Extract provided —
For the purpose of the Trading Policy, insiders are: (i) direct or indirect controlling stockholders, either by exclusive or shared control, and officers, members of the Board of Directors, the Fiscal Council or any bodies created by a statutory provision that performs technical or advisory functions of the Issuer; (ii) members of the statutory bodies of companies in which we are the only controlling stockholder, provided that said company does not have its own policy for the trading of securities; (iii) anybody who, in view of their job, duty or position in the Issuer, our parent company, or our subsidiary or affiliated companies, is aware of relevant information; (iv) the spouse or partner and any other dependent included in the annual income tax return of people indicated in items (i) and (ii), including the six-month term beginning on the resignation date; (v) people mentioned in items (i), (ii), and (iii) of this sub item who resigned from the Issuer of companies in which we are the only controlling stockholder, during the six-month term beginning on the resignation date; (vi) those who have a business, professional or trust relationship with us, such as independent auditors, securities analysts, consultants, and institutions that are part of the distribution system; and (vii). our former managers or the former managers of our subsidiaries, who had been expatriated, as well as their spouses or partners and any other dependents included in their annual income tax returns.

 

In addition, people equivalent to insiders are: (a) the managers of portfolio and investment funds, companies or other institutions or entities in which insiders are the only quotaholders or stockholders, or in which they may influence trading decisions; (b) any legal entity directly or indirectly controlled by insiders; and (c) any person who has had access to information on a material act or fact through whether any of the insiders.

 

We also have compliance teams that, together with the officers of each area, identify persons who should be bound by the Trading Policy in view of their department or the information to which they had access, and these persons are then recorded in a specific system.

 

Our system has approximately 9,512 people listed (including statutorily compliant persons, their relatives, and employees with access to insider information, companies, etc.).

 

c) main characteristics

 

The Trading Policy is managed by the Investor Relations Officer, assisted by the Disclosure and Trading Committee, the scope of which covers a range of internal actions aimed at improving the information flow and upholding the ethical conduct of the management members and employees who are subscribers to the policies. Regarding the Disclosure and Trading Policies, it is incumbent upon this committee: i advise the Investor Relations Officer; ii review the policies and recommend the Board of Directors any applicable change; iii resolve on possible questions about the interpretation of the policies texts; iv define the necessary actions to divulge and disseminate such changes, including to the Issuer’s employees; v assist the Investor Relations Officer in investigating and deciding on any violation thereof, reporting possible infringements to the Integrity and Ethics Committee and to the Board of Directors, as applicable; vi analyze the content of the answers referring to official challenges of regulatory and self-regulatory bodies; and vii offer to the Investor Relations Officer a solution for cases either exceptional or not covered by law.

Record extracts —
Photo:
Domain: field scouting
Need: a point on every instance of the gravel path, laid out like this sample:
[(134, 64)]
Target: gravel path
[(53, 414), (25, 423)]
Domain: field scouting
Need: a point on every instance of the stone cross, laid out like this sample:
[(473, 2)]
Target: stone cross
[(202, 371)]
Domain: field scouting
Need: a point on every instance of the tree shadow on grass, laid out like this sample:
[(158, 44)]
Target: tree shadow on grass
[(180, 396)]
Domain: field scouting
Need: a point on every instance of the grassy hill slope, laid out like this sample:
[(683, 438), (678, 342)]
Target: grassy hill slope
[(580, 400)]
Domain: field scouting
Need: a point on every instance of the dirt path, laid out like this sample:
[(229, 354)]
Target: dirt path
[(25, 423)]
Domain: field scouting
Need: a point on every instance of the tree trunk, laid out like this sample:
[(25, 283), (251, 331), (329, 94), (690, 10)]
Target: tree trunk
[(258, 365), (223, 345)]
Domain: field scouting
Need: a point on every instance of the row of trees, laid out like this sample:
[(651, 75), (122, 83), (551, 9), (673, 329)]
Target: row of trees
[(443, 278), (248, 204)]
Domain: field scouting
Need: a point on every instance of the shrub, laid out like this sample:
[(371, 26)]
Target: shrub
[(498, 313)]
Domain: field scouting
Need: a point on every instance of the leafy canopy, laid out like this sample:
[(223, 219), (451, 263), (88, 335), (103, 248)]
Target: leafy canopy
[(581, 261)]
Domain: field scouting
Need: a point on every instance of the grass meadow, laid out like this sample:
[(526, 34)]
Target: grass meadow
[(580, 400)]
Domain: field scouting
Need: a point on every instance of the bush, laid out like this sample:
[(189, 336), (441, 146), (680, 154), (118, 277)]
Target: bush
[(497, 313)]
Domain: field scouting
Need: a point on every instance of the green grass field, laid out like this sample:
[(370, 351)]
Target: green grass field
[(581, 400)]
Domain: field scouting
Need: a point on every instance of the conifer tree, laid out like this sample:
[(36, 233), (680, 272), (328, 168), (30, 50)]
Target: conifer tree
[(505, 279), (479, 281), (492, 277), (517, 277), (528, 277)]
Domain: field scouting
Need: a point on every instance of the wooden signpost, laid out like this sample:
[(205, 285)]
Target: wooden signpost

The tasks —
a: According to the trading policy excerpt, roughly how many people are listed in the system?
b: From the trading policy excerpt, write out the passage between "In addition, people" and "information, companies, etc.).", inclusive.
c: Extend the trading policy excerpt by writing what comes after its last sentence.

Exercise responses —
a: Approximately 9,512 people.

b:
In addition, people equivalent to insiders are: (a) the managers of portfolio and investment funds, companies or other institutions or entities in which insiders are the only quotaholders or stockholders, or in which they may influence trading decisions; (b) any legal entity directly or indirectly controlled by insiders; and (c) any person who has had access to information on a material act or fact through whether any of the insiders.

 

We also have compliance teams that, together with the officers of each area, identify persons who should be bound by the Trading Policy in view of their department or the information to which they had access, and these persons are then recorded in a specific system.

 

Our system has approximately 9,512 people listed (including statutorily compliant persons, their relatives, and employees with access to insider information, companies, etc.).

c:
The Trading Policy sets forth several duties, among of which are:

 

Monthly disclosure of trading information:

 

i. officers, members of the Board of Directors, the Fiscal Council or of any bodies created by a statutory provision, that performs technical or advisory functions of the Issuer, should inform the Issuer the ownership and trading of securities issued by the Issuer or its subsidiaries or listed controlling companies or referenced thereto, including derivatives, and: a) the communication should be done in the first business day after the date the person is invested in the position or maximum five days after each trade is carried out; b) the communication must include the securities held by the person’s spouse from whom he/she is not legally separated, partner, any other dependent included in the annual income tax return, and companies he/she directly or indirectly controls;

 

ii. the Issuer should inform the ownership and the trading of securities issued by it, its subsidiaries and affiliates;

 

iii. the communication of the transactions described in items “i” and “ii” above should be sent to CVM and, as the case may be, to B3 S.A. BRASIL, BOLSA, BALCÃO and to SEC, NYSE and other stock exchanges and entities of organized over-the-counter market in which the securities of the Issuer are admitted for trading, within a term of 10 days after the end of the month that required the communication;

 

Disclosure of relevant trading activities:

 

i. any legal entity or individual, or group of individuals, acting as a group or representing a common interest, which carry out relevant trading activities, these being the business or group of business through which the direct or indirect interest surpasses the upper and lower levels of 5%, 10% or 15%, and so on, of type or class of shares in the Issuer’s capital stock, should report this fact to the Issuer, and: a) this obligation also extends to the acquisition of any rights to shares and other securities and derivative financial instruments referenced to these shares, even though physical settlement is not expected; b) this communication should be made immediately after these transactions are completed, and the Reference Form should be updated within seven business days from the date the relevant trading activity occurred.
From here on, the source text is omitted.